- **Brief**
Reproduce all lines of the listing below in which the word "jacket" occurs.

- **Information**

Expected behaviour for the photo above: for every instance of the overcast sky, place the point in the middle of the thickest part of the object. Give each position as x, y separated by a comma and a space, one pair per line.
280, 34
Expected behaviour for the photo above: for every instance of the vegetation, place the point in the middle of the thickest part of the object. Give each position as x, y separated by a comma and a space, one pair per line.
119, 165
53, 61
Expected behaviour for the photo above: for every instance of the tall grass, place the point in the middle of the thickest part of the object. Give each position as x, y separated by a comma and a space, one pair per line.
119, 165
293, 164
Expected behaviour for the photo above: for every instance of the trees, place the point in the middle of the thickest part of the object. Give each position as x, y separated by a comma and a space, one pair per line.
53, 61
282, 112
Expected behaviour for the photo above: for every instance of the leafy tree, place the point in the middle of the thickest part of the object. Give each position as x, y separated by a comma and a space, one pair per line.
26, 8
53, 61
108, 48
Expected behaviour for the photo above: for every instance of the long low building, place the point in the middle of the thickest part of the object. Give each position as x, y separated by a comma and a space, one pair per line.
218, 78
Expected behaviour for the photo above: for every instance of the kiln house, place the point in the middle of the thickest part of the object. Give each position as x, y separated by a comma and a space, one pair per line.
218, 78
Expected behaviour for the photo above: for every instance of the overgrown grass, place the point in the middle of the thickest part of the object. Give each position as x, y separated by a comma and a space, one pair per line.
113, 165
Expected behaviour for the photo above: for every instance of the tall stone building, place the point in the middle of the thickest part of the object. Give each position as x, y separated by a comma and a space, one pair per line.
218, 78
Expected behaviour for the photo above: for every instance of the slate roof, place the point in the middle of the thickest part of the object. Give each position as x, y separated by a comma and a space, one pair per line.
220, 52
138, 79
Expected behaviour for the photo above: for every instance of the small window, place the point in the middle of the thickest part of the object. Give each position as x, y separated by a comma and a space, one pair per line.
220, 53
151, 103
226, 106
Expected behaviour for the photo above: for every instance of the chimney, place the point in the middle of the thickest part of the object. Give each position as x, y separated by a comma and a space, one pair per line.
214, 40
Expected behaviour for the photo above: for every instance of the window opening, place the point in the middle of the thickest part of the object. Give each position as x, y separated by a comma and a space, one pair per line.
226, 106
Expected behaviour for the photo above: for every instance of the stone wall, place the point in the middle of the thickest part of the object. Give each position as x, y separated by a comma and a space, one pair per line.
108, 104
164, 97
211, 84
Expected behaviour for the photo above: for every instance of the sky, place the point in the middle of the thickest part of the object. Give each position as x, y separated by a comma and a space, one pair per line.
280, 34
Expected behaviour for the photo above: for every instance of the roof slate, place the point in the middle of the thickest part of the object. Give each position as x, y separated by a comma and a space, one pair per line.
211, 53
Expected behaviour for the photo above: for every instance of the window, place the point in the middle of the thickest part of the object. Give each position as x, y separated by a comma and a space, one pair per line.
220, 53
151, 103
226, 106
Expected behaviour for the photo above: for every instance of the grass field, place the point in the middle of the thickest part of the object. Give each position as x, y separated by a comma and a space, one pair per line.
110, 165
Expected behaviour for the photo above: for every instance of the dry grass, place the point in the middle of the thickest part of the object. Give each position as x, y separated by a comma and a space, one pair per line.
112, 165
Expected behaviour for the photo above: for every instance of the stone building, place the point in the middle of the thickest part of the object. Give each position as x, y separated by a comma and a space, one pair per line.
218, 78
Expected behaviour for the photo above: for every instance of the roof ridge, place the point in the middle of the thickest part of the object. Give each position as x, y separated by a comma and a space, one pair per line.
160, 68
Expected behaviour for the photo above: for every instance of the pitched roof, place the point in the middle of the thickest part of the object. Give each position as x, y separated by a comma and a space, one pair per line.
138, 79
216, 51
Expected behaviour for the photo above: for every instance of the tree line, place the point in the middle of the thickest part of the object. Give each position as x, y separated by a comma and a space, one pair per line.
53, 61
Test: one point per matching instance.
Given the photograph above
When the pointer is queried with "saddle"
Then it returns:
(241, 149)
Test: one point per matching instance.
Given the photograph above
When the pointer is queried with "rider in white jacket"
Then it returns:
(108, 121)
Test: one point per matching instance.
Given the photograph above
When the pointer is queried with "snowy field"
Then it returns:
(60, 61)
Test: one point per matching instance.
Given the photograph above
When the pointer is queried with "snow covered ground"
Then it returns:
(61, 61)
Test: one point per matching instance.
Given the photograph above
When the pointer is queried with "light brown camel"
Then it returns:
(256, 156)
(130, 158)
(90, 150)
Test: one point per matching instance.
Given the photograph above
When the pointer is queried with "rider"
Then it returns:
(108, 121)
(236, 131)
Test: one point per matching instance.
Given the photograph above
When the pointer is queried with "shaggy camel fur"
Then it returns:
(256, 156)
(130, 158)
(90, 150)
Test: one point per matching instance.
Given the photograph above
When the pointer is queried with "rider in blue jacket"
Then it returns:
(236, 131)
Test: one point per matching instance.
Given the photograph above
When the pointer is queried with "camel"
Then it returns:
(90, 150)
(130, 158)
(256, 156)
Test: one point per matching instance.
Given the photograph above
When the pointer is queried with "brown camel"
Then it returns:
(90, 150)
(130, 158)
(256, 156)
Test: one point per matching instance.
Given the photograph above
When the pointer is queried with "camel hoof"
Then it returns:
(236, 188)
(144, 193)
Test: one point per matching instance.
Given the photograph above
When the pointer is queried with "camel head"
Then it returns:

- **Solution for this exercise**
When the pointer is queried with "rider in white jacket"
When the pointer is queried with "rider in blue jacket"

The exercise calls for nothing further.